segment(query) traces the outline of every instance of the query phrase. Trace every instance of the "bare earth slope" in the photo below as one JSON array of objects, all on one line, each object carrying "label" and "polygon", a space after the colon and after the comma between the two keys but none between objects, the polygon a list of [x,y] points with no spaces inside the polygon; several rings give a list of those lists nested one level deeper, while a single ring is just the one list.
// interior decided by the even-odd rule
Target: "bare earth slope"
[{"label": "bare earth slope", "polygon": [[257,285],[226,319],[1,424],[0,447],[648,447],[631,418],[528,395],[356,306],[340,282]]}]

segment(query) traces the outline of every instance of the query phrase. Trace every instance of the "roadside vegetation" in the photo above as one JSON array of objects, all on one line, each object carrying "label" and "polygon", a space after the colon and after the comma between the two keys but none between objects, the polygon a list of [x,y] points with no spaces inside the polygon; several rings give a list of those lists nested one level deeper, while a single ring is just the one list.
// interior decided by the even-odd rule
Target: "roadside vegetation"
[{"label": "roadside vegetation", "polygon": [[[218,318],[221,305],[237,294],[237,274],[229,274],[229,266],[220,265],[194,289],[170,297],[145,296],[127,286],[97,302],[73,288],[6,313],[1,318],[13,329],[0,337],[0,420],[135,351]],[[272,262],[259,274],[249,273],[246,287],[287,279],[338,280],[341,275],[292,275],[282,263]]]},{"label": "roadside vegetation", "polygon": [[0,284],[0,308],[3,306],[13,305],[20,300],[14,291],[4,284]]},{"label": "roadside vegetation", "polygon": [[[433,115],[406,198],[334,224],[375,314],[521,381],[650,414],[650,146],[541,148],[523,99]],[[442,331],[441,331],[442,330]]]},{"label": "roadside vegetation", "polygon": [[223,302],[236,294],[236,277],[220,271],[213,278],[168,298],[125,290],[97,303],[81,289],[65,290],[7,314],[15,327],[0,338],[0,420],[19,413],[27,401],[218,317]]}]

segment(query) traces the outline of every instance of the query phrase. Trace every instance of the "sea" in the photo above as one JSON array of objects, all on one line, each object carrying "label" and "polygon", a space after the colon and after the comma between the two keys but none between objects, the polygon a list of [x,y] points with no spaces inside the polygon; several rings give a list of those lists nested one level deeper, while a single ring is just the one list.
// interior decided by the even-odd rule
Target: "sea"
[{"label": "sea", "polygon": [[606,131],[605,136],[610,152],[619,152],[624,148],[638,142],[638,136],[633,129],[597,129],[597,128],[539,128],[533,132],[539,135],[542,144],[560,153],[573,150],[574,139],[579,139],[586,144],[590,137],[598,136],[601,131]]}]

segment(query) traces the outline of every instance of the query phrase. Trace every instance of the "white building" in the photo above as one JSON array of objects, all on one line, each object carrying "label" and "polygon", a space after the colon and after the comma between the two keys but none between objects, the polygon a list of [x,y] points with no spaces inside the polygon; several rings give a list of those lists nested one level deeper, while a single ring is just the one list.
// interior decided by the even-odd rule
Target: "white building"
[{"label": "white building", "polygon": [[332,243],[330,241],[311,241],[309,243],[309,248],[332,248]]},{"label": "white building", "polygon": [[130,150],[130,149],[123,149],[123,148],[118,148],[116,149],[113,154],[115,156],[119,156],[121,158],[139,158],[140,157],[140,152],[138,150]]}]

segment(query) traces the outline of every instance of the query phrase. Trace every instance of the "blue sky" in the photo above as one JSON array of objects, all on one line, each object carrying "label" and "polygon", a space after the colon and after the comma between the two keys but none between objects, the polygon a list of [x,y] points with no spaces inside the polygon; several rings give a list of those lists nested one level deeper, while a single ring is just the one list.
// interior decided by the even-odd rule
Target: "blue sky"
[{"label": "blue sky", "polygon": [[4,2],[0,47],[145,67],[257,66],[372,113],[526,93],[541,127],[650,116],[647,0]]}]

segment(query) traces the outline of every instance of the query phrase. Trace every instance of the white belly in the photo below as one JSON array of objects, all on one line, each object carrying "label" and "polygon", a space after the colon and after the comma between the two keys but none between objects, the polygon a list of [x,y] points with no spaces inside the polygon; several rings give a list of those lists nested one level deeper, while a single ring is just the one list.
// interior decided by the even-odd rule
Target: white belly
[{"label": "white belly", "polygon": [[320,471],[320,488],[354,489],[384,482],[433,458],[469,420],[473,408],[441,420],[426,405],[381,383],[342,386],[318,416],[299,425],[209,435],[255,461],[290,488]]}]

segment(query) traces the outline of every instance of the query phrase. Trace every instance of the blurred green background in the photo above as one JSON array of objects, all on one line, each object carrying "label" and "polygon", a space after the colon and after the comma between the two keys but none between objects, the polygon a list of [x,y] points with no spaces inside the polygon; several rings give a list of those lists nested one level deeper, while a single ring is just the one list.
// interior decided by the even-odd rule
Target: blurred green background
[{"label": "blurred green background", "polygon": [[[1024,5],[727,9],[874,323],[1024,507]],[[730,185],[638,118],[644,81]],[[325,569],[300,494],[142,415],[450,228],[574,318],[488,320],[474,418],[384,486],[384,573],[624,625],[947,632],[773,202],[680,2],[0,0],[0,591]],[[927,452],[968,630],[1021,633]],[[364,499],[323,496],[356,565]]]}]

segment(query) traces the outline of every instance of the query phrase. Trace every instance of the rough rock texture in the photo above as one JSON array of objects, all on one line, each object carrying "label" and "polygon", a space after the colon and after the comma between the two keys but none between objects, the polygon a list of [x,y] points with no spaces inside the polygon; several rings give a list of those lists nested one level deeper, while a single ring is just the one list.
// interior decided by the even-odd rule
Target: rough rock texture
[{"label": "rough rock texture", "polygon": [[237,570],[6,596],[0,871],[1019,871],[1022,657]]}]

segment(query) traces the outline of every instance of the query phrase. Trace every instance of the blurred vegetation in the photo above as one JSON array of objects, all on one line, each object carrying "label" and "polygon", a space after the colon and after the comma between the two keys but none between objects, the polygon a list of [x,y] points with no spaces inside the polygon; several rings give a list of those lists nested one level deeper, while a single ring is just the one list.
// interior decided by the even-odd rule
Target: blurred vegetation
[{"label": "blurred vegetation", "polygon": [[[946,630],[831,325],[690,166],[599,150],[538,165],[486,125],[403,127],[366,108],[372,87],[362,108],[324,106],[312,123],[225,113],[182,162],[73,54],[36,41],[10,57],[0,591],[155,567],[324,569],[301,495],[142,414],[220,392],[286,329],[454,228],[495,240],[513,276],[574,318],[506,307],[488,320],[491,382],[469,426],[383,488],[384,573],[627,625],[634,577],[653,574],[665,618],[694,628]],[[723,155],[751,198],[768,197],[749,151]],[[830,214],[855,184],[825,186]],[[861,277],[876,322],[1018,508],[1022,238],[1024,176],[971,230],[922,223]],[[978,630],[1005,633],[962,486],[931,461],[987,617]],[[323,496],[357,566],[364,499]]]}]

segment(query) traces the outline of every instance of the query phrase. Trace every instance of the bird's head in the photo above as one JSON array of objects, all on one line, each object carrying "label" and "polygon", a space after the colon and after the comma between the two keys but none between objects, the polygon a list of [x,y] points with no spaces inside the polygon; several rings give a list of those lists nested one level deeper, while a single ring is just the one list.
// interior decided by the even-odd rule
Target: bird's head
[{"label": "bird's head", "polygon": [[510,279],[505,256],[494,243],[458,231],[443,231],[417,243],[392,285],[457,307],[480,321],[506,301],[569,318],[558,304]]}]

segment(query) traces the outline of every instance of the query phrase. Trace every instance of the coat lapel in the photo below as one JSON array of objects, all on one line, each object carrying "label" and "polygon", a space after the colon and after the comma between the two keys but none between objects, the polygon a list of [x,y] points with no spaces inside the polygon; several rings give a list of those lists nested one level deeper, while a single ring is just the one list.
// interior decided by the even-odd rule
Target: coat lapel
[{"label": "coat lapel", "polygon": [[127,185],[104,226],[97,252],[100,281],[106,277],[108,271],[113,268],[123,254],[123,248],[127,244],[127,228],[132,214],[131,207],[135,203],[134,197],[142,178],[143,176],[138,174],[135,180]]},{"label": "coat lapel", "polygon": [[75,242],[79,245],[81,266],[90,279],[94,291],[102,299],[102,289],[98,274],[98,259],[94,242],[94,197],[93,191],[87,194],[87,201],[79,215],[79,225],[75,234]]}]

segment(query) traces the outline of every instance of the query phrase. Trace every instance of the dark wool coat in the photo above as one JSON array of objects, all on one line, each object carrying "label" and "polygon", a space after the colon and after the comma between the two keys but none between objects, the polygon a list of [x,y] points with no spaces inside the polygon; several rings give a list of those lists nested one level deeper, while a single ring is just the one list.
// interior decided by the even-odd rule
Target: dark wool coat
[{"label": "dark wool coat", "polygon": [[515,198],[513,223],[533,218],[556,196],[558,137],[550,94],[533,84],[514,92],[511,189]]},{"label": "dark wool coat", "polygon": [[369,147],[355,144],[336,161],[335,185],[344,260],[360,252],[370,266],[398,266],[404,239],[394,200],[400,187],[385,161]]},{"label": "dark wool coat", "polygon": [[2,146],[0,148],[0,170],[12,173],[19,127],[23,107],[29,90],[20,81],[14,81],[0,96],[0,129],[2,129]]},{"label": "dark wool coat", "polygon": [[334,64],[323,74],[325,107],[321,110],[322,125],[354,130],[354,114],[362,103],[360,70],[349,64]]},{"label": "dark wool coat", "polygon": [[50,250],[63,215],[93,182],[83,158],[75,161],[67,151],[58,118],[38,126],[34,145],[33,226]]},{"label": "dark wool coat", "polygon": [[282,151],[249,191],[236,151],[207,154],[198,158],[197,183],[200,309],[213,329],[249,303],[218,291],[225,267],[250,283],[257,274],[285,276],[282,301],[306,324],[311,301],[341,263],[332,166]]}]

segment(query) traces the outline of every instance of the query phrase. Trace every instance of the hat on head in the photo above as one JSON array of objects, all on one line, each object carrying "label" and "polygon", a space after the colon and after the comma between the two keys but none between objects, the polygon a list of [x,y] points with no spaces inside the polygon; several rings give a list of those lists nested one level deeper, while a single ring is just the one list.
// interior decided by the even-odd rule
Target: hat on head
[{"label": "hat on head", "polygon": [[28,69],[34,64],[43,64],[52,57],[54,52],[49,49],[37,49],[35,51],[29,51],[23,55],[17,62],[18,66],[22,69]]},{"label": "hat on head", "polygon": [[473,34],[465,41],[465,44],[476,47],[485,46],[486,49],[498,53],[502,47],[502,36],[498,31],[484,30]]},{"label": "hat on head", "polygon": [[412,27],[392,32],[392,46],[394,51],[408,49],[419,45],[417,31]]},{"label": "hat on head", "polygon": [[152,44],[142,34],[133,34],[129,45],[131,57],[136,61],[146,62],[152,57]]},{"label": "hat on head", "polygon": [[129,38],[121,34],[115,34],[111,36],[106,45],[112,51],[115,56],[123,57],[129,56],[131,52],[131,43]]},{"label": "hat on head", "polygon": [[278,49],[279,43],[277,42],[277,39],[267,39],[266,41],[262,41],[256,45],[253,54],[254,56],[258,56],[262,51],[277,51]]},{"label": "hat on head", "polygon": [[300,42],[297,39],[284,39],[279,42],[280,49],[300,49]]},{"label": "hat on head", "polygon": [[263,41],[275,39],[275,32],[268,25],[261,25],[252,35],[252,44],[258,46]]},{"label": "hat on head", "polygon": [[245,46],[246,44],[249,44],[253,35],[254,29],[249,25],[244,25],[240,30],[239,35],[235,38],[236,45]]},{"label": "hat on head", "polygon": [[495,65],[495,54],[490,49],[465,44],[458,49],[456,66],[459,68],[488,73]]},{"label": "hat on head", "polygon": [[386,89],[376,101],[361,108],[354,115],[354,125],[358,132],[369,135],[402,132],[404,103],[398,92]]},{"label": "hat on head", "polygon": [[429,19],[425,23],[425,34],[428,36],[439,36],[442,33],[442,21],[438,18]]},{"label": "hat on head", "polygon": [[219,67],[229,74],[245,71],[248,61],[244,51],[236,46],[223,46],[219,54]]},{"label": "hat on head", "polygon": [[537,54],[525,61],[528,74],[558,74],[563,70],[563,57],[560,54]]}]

________________________________________

Take every line from the listing above that includes the word "below" and copy it.

segment(query) traces the outline of every instance of the query phrase. Trace every instance of the "bare earth slope" in the photo below as one JSON array of objects, all on one line, each object carrying "label" and "polygon", a space after the colon and after the comma between the two keys but none between objects, the polygon a list of [x,y] points with no spaces inside the polygon; several rings give a list of those lists nested one level deeper, while a single ring is just the one list.
segment(query) traces the outline of every instance of the query phrase. Trace every instance of the white belly in the photo below as one JSON array of objects, all on one line, each object carrying "label" and "polygon", a space after the colon and after the comma between the two keys but none between objects, the polygon a list of [x,y] points with no spaces inside the polygon; several rings give a list of those lists nested one level deeper, while a single ring is just the one list.
segment(query) traces the outline of every instance of the query phrase. Trace every instance of the coat lapel in the photo below as one JSON array of objects, all on one line, each object carrying "label" and "polygon", a space after the colon and after the comma between the two keys but none between objects, the polygon a list of [x,y] points with no spaces inside the polygon; several rings give a list of those lists nested one level deeper, while a single ring is just the one list.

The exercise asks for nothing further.